Reading passage »
Bangladesh’s turning point came in 1983 when Muhammad Yunus established the Grameen Bank. The Grameen Bank is a specialized microfinance and community development organization that grants small loans to the impoverished without requiring collateral or a credit history. The bank focused on lending to groups of women who are involved in a business.
How does the Grameen model work? Say there are 10 women in a group involved in basket weaving. Each member contributes 100 Bengali Takas to a pot to come up with 1,000 takas. This amount is used as insurance to obtain a 10,000-Taka loan from the Grameen Bank. The loan goes towards basket production and selling. When the loan falls due, collection is made from the group, not its singular members. Peer pressure, shame, and integrity work to guarantee that the loan is repaid.
As the group’s contribution increases with every passing renewal and with a credit history established, the group is able to secure larger amounts of credit. This allows them to expand their businesses.
Just 10 years after Grameen model started, more than one billion dollars was disbursed to two million groups of women. Each group represents a single micro, small and medium scale business. Loan repayment rates are above 90%.
The microloans empowered the poor and helped them climb out of poverty. Slowly and steadily, jobs and wealth were created from the grassroots. Many of these groups matured to become medium and large businesses. They form the country’s industrial base today.
When the garments boom occurred at the turn of the century, many of these businesses had the scale, capital, and wherewithal to build garment factories to take advantage of the spike in demand. The country will generate some $52 billion in garments exports this year.

Dataset content »
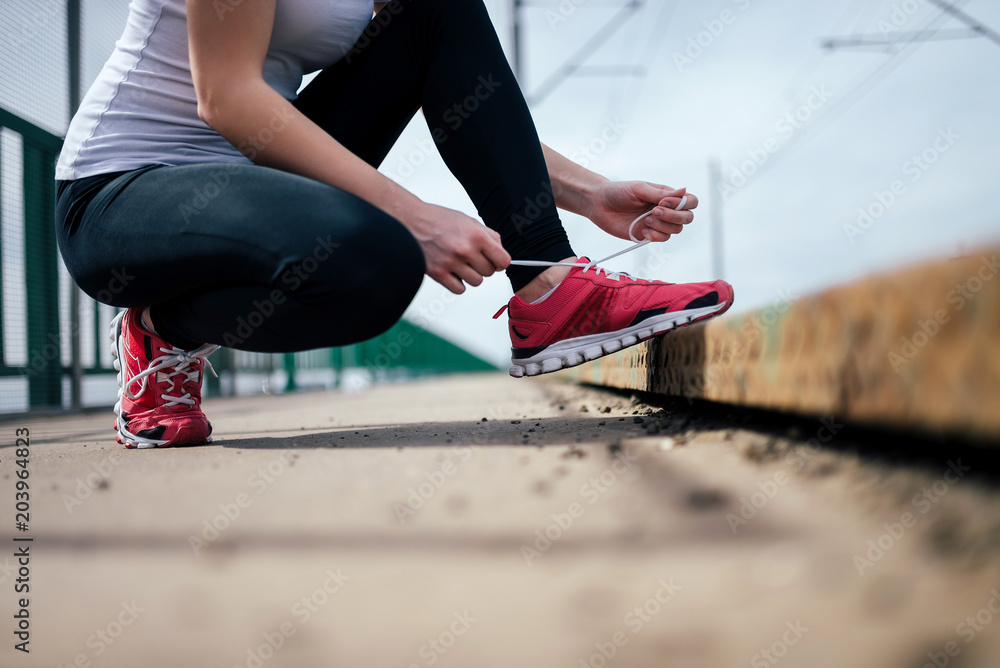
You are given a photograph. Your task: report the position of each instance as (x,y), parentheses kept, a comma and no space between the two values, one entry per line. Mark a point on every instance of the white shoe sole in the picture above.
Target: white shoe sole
(572,352)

Work task »
Quote the complete passage on Bangladesh's Grameen Bank word for word.

Solution »
Bangladesh’s turning point came in 1983 when Muhammad Yunus established the Grameen Bank. The Grameen Bank is a specialized microfinance and community development organization that grants small loans to the impoverished without requiring collateral or a credit history. The bank focused on lending to groups of women who are involved in a business.
How does the Grameen model work? Say there are 10 women in a group involved in basket weaving. Each member contributes 100 Bengali Takas to a pot to come up with 1,000 takas. This amount is used as insurance to obtain a 10,000-Taka loan from the Grameen Bank. The loan goes towards basket production and selling. When the loan falls due, collection is made from the group, not its singular members. Peer pressure, shame, and integrity work to guarantee that the loan is repaid.
As the group’s contribution increases with every passing renewal and with a credit history established, the group is able to secure larger amounts of credit. This allows them to expand their businesses.
Just 10 years after Grameen model started, more than one billion dollars was disbursed to two million groups of women. Each group represents a single micro, small and medium scale business. Loan repayment rates are above 90%.
The microloans empowered the poor and helped them climb out of poverty. Slowly and steadily, jobs and wealth were created from the grassroots. Many of these groups matured to become medium and large businesses. They form the country’s industrial base today.
When the garments boom occurred at the turn of the century, many of these businesses had the scale, capital, and wherewithal to build garment factories to take advantage of the spike in demand. The country will generate some $52 billion in garments exports this year.